__Aufgabe A__: Fasse den Textauszug in zwei Sätzen zusammen.
__Aufgabe B__: Wie viele Betriebe wurden laut dem Textauszug im eigenen Sichtfeld in der Pleite gesehen?
__Aufgabe C__: Gib den Textauszug von „Der Haken: Nirgendwo“ bis „sind zu teuer.“ wieder und tausche dabei „Metzger“ gegen „Fleischer“ aus.

__Textauszug__:

____

50 – Lyoner

Der Urlaub war zu Ende. Auf der Rückfahrt zum Autozug hatten wir noch eine Kleinigkeit gegessen. Beim Verlassen des Restaurants fiel mir ein Schaukasten auf, der Essbares aus Lyon anpries.Ich kaufte rasch einen Ring Fleischwurst für die Abendmahlzeit.

Der Gastronom erklärte uns, er hätte einen Freund in Lyon, der sich in dieser Feinschmeckerstadt gut auskennt, darum würde er erstklassige Ware anbieten können. Um es kurz zu machen: Diese Lyoner war die weitaus beste, die mir je auf den Teller kam. So habe ich gelernt, wie Fleischwurst schmecken soll.

Der Haken: Nirgendwo in Deutschland bekommt man diese Qualität. Und das, was aus der Wurstfabrik kommt, oder von einem dieser unambitionierten Metzger lehne ich seitdem ab.
Standardspruch: „Ich esse keinen Dreck!“ Meine Messlatte liegt nun unerreichbar hoch.

Nenne es snobbish, oder dumm – mir egal.

Das Geschäftsmodell der jungen „Meister“: Viel Geld für wenig Arbeit. Produkte, auf die man stolz sein könnt, sind zu teuer.
Gemeint ist, dass sie mehr Zeit erfordern. Über den Handwerkern schwebt riesig das AUS – sie sehen es nicht. Ich habe in meinem Sichtfeld drei Betriebe in der Pleite gesehen.

____

__Gezeigtes Material__:
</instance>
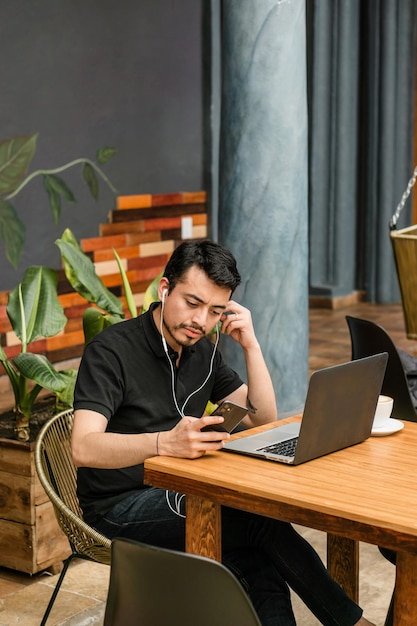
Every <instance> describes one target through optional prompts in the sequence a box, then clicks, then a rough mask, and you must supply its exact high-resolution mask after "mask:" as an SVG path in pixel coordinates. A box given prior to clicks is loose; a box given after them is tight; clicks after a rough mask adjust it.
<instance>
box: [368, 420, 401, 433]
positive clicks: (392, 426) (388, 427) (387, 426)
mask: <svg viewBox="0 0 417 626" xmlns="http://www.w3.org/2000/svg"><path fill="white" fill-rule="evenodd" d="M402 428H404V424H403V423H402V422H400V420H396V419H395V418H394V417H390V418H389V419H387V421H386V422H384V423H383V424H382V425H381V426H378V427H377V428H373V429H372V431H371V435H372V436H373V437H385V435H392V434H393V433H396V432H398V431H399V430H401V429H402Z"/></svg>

____

__Ergebnis A__: Am Ende eines Urlaubs wurde in einem Restaurant ein Ring Fleischwurst gekauft, dessen Gastronom über einen Freund in Lyon erstklassige Ware anbieten konnte, und diese Lyoner war die weitaus beste, die je auf den Teller kam. Seitdem wird Fleischwurst aus der Wurstfabrik oder von unambitionierten Metzgern abgelehnt, und den jungen „Meistern“ wird vorgeworfen, viel Geld für wenig Arbeit zu wollen und zeitaufwendige Produkte zu meiden.

__Ergebnis B__: Drei Betriebe.

__Ergebnis C__:
Der Haken: Nirgendwo in Deutschland bekommt man diese Qualität. Und das, was aus der Wurstfabrik kommt, oder von einem dieser unambitionierten Fleischer lehne ich seitdem ab.
Standardspruch: „Ich esse keinen Dreck!“ Meine Messlatte liegt nun unerreichbar hoch.

Nenne es snobbish, oder dumm – mir egal.

Das Geschäftsmodell der jungen „Meister“: Viel Geld für wenig Arbeit. Produkte, auf die man stolz sein könnt, sind zu teuer.